**Excerpted data**
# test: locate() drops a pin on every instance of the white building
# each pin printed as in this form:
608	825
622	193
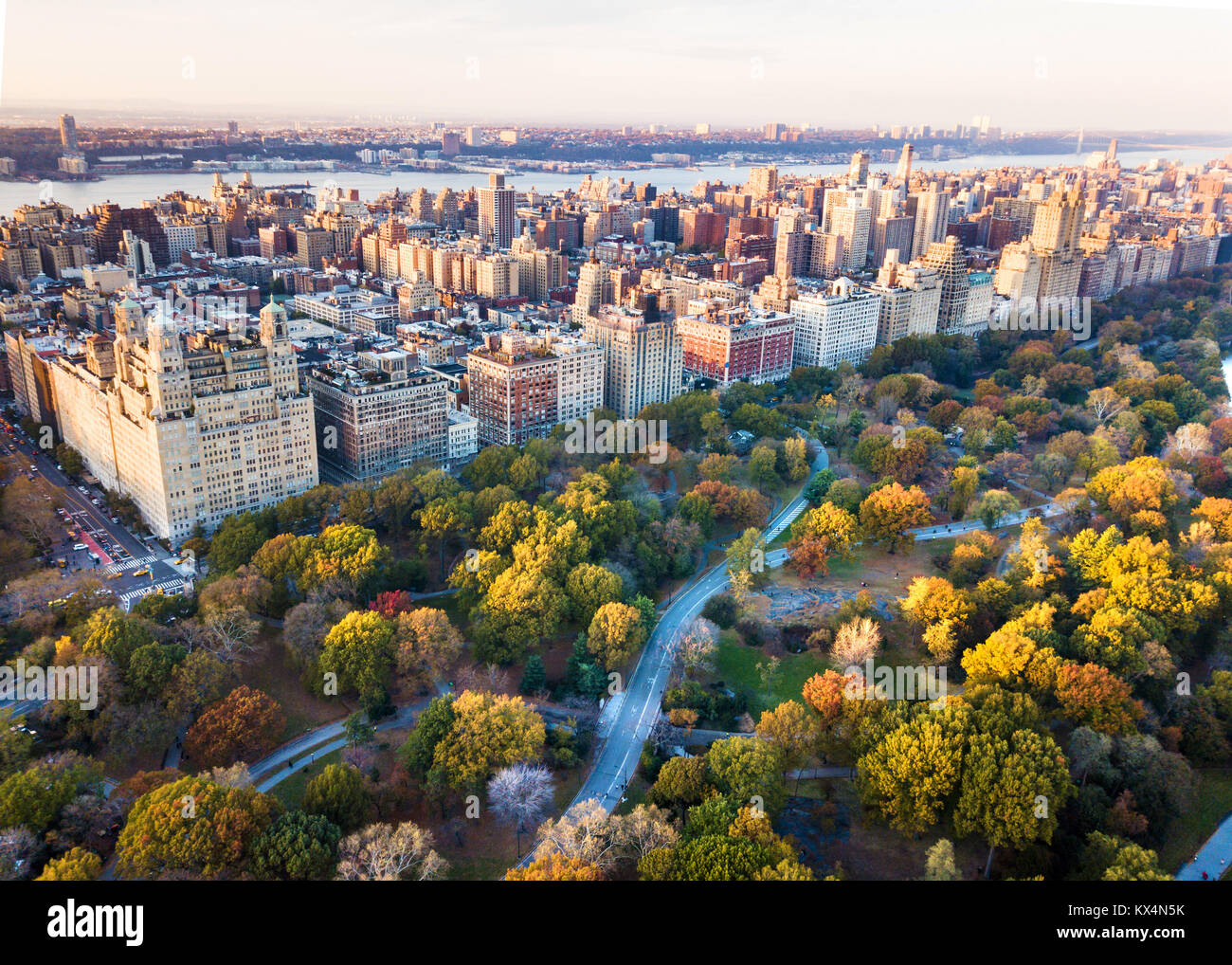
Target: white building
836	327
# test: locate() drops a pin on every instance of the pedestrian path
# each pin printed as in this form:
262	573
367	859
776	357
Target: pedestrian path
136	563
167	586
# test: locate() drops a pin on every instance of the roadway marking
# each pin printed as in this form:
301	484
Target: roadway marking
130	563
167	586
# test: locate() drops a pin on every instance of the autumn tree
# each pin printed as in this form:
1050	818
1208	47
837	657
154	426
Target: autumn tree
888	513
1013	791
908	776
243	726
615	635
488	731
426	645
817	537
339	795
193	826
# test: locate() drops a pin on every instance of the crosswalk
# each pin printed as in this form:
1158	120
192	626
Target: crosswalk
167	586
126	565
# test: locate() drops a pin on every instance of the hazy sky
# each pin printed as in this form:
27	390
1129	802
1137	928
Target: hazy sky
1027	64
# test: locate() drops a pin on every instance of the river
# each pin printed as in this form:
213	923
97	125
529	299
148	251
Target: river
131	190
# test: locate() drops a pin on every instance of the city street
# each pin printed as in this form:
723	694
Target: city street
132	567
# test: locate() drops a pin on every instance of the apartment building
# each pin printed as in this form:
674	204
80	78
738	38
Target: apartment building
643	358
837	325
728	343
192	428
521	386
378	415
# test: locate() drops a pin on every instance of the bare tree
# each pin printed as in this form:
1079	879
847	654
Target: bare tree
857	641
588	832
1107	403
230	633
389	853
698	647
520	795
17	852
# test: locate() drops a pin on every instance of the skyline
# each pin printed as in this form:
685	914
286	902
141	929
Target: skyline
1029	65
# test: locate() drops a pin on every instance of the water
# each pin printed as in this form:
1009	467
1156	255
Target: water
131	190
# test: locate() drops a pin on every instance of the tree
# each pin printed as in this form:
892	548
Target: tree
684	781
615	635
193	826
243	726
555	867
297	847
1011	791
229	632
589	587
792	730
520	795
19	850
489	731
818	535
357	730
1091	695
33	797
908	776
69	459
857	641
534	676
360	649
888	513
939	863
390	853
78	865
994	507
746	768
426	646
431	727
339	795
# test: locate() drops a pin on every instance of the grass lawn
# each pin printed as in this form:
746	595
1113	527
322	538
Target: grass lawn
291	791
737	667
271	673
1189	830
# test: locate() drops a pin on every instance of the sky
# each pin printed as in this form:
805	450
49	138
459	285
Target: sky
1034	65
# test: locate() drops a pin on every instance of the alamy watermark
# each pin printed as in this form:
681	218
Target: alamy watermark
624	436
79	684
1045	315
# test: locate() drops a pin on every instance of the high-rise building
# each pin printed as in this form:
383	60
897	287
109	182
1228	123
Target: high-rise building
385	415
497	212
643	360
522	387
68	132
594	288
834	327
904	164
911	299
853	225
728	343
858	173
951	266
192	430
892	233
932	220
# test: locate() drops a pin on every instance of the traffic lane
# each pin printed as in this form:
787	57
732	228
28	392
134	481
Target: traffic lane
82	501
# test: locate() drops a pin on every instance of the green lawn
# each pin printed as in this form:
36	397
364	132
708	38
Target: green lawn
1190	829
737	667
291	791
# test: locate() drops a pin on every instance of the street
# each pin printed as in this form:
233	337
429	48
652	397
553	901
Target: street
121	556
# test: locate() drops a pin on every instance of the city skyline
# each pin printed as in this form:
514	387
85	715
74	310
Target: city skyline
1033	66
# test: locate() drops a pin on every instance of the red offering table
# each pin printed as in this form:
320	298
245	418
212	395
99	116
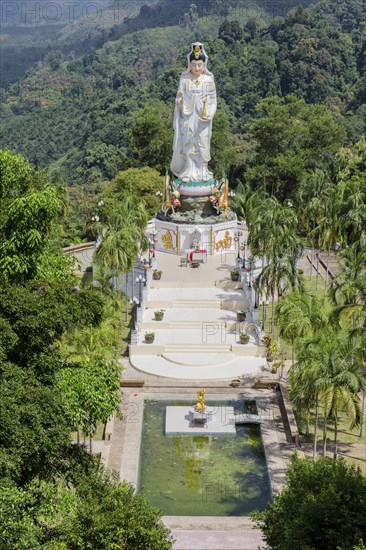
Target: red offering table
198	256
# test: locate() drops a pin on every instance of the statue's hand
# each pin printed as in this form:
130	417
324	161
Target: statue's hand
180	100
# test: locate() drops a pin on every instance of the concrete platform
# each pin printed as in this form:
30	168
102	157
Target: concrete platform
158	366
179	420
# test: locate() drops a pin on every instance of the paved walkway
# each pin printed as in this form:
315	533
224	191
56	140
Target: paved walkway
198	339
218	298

**Your objective**
Rewrite every entry above, swapping each "pin" for "marker" and changing nothing else. Leave the pictures out.

**Solution for this exercise**
# test: locate() drops a marker on every instance of the white building
# each marker printed as in this form:
608	825
622	193
Target: white building
836	327
# test: locate() drops a marker on every instance of the pedestrian path
# each marker printed as in this form:
262	573
367	859
776	357
Target: pedestrian path
136	563
167	586
# test: locate() drops a marker on every instance of the roadway marking
# each marker printed as in this form:
301	484
Target: roadway marking
130	563
167	586
# test: locate() drops a marker on every instance of the autumn tree
# each marker printed as in this form:
1050	818
1208	47
837	657
154	426
Target: autumn tree
888	513
1013	791
908	776
243	726
615	635
488	731
426	645
817	537
339	795
193	826
# test: locate() drops a marker on every instance of the crosswalk
# each marker printed as in this form:
1158	120
192	626
Target: crosswalk
167	586
126	565
# test: locate() drops a marker on every instance of the hazy sky
# each marker printed as in this form:
27	390
1129	802
1137	928
Target: hazy sky
1027	64
# test: locate() drops a marker on every instance of the river
# each marker printed as in this form:
213	923
97	125
529	299
148	251
Target: river
131	190
# test: locate() drops a marker on every instance of the city street
# each marker printed as in this form:
723	694
Target: city street
132	567
# test: locate() drops a marker on every instance of the apartment building
# each marker printed as in this form:
674	204
80	78
738	38
Target: apartment building
643	358
837	325
728	343
192	428
521	386
378	415
# test: locate() drops a marker on every instance of the bare tree
# each marker printed as in this form:
1079	879
847	654
Target: bare tree
857	641
588	832
1107	403
230	633
389	853
698	647
520	795
17	852
# test: locate() drops a marker on every instance of the skyline
# each marker printed as in this form:
685	914
286	902
141	929
Target: skyline
1029	65
# test: locate() drops a marker on every instance of the water
# each marker printed as in this form:
1009	467
1156	255
Target: water
131	190
# test: locate() drops a marker on every instance of the tree
# each marker printed as in this form:
892	548
Target: tree
684	781
615	635
193	826
243	726
555	867
297	847
1011	791
229	632
589	587
792	730
520	795
19	850
489	731
818	535
357	730
1091	695
33	797
908	776
69	459
857	641
534	676
360	649
888	513
939	863
390	853
78	865
994	507
746	768
426	646
431	727
339	795
# test: locate() drops a marker on every instance of the grass lawn
# each marker printed as in this form:
746	595
1113	527
322	538
Target: grass lawn
291	791
737	667
271	673
1189	830
# test: locate() drops a marker on every instance of the sky
# each marker printed as in this form:
805	450
49	138
459	285
Target: sky
1034	65
# test: locate() drops a marker on every instance of the alamy watermark
# each marker printed as in this form:
681	218
Target: alamy watermark
624	436
79	684
1045	315
# test: locate() drops a marker on every instance of the high-rise building
# each marker printed as in this form:
383	60
897	287
109	182
1228	123
Target: high-rise building
385	415
497	212
643	360
522	387
68	132
594	288
834	327
904	164
911	299
853	225
728	343
858	173
951	266
192	430
892	233
932	220
# test: locate() drops a marker on every instance of the traffic lane
# each marker printed as in this form:
787	57
732	228
28	392
134	481
Target: traffic lane
82	501
# test: locate() drops a marker on every instance of the green lawn
# each marker printed as in this form:
36	397
364	132
708	38
Target: green lawn
1190	829
737	667
291	791
# test: locate() drops a marker on every instance of the street
# each marker printed as in this form:
233	337
429	48
652	397
553	901
Target: street
121	556
# test: locate() drops a marker on every instance of the city skyline
# each marker printed as in this form:
514	387
85	715
74	310
Target: city skyline
1033	66
# test: locate() drops a marker on every instance of the red offering table
# each marker printed as in this form:
320	298
245	418
212	395
99	116
Target: red offering table
198	256
# test: locate() drops a marker on every instance of the statue's hand
# each marker printed as in this form:
130	417
324	161
Target: statue's hand
180	100
# test: locate() drops a marker on every instance of the concrete platform
# each marker printed as in this form:
30	168
102	157
Target: concrete platform
158	366
179	420
# test: locate() drops a marker on every instance of the paved walkway
# each marker printed as in this form:
315	533
224	191
56	140
Target: paved walkway
198	339
218	298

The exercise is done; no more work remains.